**** Study text ****
Crack number five is our failure to invest in lifelong learning. We’ve never taken adult education particularly seriously. When Tony Blair gave his final party conference speech before the 1997 election, he memorably said he had three priorities: education, education and education. But what he really meant was education for everyone under the age of 21. But the pace of ecological and technological change increasingly means we can no longer rely on the education we received as children and young adults to sustain a long working life peppered with multiple job and career changes. It’s pretty much a truism these days to opine that the days of a job for life are over. Predictions vary, but many predict that millennials and Gen Z workers will have around ten different jobs over their lifetime. And yet we continue to fail to invest in skills and adult education to enable workers of all ages to upskill and retrain to progress our jobs and careers as they age.
Finally, crack number six is — whisper it — we haven’t nearly finished responding to the news that the people we generally expect to care for children and older adults (and I’m thinking of women here) also actually work these days. When William Beveridge wrote his blueprint for our welfare state he clearly and explicitly expressed his assumption that married women would not work and would instead care for children, elderly relatives and the home. And women do still do the majority of this unpaid labour, it’s just that they do it alongside also doing paid work, and in a system that broadly fails to compensate for their on average fewer hours and years at work, culminating in women’s pension incomes being on average less than 40 per cent of men’s.
**** Supplied information ****
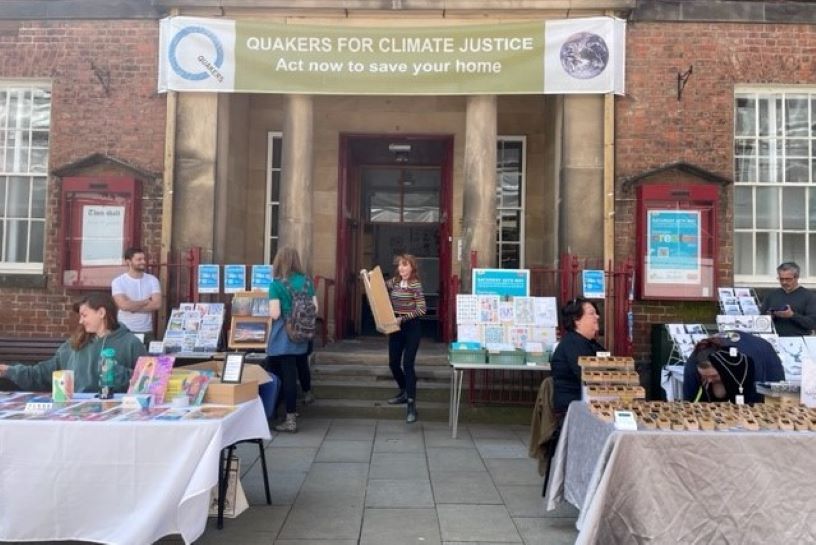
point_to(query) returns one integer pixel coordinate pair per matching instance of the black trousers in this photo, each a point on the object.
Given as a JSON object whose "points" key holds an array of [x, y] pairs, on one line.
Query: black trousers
{"points": [[285, 367], [402, 348]]}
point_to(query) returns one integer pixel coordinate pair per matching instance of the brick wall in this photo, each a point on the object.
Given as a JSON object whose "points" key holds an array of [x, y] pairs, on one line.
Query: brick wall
{"points": [[654, 128], [104, 100]]}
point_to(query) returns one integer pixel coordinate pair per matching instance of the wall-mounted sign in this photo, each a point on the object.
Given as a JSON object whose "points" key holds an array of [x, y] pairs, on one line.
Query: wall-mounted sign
{"points": [[580, 55], [103, 230], [209, 280], [673, 247], [261, 277], [594, 284], [503, 282], [234, 278]]}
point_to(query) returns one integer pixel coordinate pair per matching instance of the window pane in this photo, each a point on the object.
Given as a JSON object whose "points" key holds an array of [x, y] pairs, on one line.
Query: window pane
{"points": [[767, 205], [743, 207], [38, 198], [793, 206], [745, 170], [743, 253], [510, 189], [796, 170], [18, 190], [275, 196], [17, 241], [745, 116], [277, 146], [796, 116], [793, 247], [510, 226], [36, 252], [510, 256], [766, 253]]}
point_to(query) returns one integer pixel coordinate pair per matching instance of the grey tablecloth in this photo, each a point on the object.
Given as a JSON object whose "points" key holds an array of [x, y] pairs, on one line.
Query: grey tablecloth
{"points": [[685, 487]]}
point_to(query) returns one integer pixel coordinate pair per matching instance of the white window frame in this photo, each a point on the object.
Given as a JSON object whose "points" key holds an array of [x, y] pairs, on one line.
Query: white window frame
{"points": [[777, 151], [522, 201], [271, 231], [28, 267]]}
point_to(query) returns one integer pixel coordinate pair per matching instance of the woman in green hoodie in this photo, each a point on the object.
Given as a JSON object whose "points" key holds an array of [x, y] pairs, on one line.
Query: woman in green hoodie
{"points": [[98, 329]]}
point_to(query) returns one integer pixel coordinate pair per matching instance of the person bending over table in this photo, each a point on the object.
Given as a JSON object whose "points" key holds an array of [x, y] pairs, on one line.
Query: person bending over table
{"points": [[767, 365], [98, 329], [581, 320], [725, 374]]}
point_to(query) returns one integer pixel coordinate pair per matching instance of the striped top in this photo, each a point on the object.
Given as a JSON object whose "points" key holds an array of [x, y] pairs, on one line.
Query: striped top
{"points": [[408, 301]]}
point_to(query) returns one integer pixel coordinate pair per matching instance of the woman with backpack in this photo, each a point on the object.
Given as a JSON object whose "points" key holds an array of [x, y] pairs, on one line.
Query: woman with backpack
{"points": [[293, 308], [408, 301]]}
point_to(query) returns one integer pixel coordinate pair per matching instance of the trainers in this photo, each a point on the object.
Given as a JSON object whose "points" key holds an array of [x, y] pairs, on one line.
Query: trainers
{"points": [[288, 425], [411, 415], [399, 399]]}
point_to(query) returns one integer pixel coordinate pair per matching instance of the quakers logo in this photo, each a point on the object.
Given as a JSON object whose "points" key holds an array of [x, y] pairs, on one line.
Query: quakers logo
{"points": [[192, 37]]}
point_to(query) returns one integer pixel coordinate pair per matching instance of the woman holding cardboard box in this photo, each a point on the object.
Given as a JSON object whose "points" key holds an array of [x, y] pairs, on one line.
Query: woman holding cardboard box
{"points": [[98, 330], [408, 301]]}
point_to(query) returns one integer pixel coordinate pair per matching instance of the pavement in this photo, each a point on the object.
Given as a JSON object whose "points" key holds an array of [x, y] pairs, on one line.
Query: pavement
{"points": [[385, 482]]}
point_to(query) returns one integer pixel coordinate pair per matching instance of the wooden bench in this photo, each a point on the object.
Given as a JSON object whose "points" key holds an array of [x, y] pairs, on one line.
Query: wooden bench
{"points": [[28, 349]]}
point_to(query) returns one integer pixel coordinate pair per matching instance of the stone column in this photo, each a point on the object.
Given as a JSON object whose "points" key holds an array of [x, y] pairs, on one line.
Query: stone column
{"points": [[295, 227], [479, 198], [581, 211]]}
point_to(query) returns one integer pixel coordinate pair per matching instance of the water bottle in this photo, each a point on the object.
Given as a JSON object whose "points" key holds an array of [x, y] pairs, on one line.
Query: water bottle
{"points": [[107, 373]]}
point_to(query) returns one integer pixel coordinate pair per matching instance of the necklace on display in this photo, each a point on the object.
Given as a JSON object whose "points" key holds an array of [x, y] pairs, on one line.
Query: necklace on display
{"points": [[727, 364]]}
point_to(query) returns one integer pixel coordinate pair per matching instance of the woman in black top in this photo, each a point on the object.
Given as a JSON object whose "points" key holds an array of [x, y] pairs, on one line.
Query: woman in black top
{"points": [[581, 320]]}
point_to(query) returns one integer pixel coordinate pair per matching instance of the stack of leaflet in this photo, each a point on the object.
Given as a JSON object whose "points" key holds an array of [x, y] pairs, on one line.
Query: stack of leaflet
{"points": [[194, 327], [512, 324]]}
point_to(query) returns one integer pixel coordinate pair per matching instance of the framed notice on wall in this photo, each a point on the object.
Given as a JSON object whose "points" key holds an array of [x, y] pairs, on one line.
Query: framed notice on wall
{"points": [[677, 242]]}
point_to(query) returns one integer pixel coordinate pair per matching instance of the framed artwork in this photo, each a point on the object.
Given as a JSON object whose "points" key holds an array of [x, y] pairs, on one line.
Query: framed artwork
{"points": [[249, 332]]}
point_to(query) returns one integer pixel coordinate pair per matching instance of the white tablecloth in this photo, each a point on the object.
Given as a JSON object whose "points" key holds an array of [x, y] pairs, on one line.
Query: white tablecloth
{"points": [[114, 482]]}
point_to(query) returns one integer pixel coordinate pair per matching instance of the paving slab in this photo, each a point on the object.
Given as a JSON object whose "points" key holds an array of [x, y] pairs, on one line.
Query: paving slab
{"points": [[477, 523], [464, 487], [391, 494]]}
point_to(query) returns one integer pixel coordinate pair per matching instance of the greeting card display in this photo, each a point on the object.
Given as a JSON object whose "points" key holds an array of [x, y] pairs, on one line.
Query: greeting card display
{"points": [[150, 376]]}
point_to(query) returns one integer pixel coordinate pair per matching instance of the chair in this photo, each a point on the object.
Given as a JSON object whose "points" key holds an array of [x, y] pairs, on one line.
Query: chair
{"points": [[224, 464]]}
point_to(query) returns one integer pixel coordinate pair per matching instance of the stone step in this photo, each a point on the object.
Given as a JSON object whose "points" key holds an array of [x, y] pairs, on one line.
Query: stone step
{"points": [[376, 391], [374, 373], [427, 410]]}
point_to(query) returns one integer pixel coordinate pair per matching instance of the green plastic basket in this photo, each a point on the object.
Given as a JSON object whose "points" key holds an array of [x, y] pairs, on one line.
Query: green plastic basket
{"points": [[466, 356], [506, 357], [538, 357]]}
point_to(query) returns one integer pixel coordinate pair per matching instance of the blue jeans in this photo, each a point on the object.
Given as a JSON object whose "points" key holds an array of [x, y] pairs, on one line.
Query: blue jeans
{"points": [[402, 348]]}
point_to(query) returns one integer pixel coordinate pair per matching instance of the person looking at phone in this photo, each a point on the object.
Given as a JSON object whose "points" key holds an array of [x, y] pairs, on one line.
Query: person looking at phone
{"points": [[793, 307]]}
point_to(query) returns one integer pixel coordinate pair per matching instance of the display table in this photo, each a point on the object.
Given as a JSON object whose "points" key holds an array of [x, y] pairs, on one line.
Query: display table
{"points": [[684, 487], [457, 376], [114, 482]]}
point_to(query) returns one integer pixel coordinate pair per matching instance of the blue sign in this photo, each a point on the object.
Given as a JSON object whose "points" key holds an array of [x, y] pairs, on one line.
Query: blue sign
{"points": [[673, 247], [503, 282], [261, 277], [594, 283], [209, 280], [234, 278]]}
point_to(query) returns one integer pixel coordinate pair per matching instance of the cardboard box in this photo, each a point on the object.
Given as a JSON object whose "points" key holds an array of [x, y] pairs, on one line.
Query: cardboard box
{"points": [[232, 394], [379, 301]]}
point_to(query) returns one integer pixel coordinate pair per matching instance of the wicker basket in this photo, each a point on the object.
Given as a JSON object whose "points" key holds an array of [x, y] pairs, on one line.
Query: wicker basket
{"points": [[467, 356], [506, 357]]}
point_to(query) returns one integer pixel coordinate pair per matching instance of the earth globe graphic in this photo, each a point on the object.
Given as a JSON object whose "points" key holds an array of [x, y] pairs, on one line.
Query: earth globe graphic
{"points": [[584, 55]]}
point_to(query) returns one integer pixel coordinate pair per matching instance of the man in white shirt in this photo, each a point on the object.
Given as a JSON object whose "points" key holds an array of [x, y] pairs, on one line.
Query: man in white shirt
{"points": [[137, 294]]}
****
- Exercise instructions:
(a) In the text on lifelong learning and unpaid care, rename "welfare state" as "social security system" within the part that opens with "Finally, crack number" and closes with "cent of men’s.", and give that part again.
(b) Write what comes next in the text on lifelong learning and unpaid care, starting right after its final sentence.

- Answers per task:
(a)
Finally, crack number six is — whisper it — we haven’t nearly finished responding to the news that the people we generally expect to care for children and older adults (and I’m thinking of women here) also actually work these days. When William Beveridge wrote his blueprint for our social security system he clearly and explicitly expressed his assumption that married women would not work and would instead care for children, elderly relatives and the home. And women do still do the majority of this unpaid labour, it’s just that they do it alongside also doing paid work, and in a system that broadly fails to compensate for their on average fewer hours and years at work, culminating in women’s pension incomes being on average less than 40 per cent of men’s.

(b)
In summary, then, we’re living longer than it looks like many of us can afford, with poorly paid work, less generous, riskier pensions that we don’t understand, outdated qualifications and in a world that still hasn’t worked out how not to penalise people who take on a lot of society’s unpaid work. What should we do about these cracks? What should a fair deal for a fair life’s work look like in the middle decades of the 21st century?
Do we still collectively think it is right and proper to make sure that everyone gets to have a retirement when they are old? If so, when is old nowadays, and is it the same for everyone? Is paying pensions at a standard chronological age fair in a world of double-digit year differences in life expectancy between rich and poor? How can we adapt our deal about work and retirement so that it fits a world where the people that care for children and elderly parents also work? If we are all going to need to have multiple careers and time to retrain and upskill to keep up, what institutions and support do we need to help us really do this at scale? Is it ok that pensions are worse than they used to be, and is the only and best answer that people should work longer if they want to save more? Do we mind that employers pay workers much less generous pensions now, or do we need them to pay more? Should having a job be enough to lift someone out of poverty? How do we balance the needs of each generation at a given point in time, so that life for a millennial or Gen Z worker doesn’t end up much less fair than the deal a Baby Boomer got? How do we also balance the needs of each generation as they age, so that we don’t risk taking away the benefits and protections afforded to one age group only to find younger generations desperately need those benefits and protections back when they reach that age themselves?
I have some of my own answers to these questions, and no doubt you will have yours. Arguably, there’s no objectively right answer to any of them. But it does seem to me to be self-evidently urgent that we spend some time and energy debating them.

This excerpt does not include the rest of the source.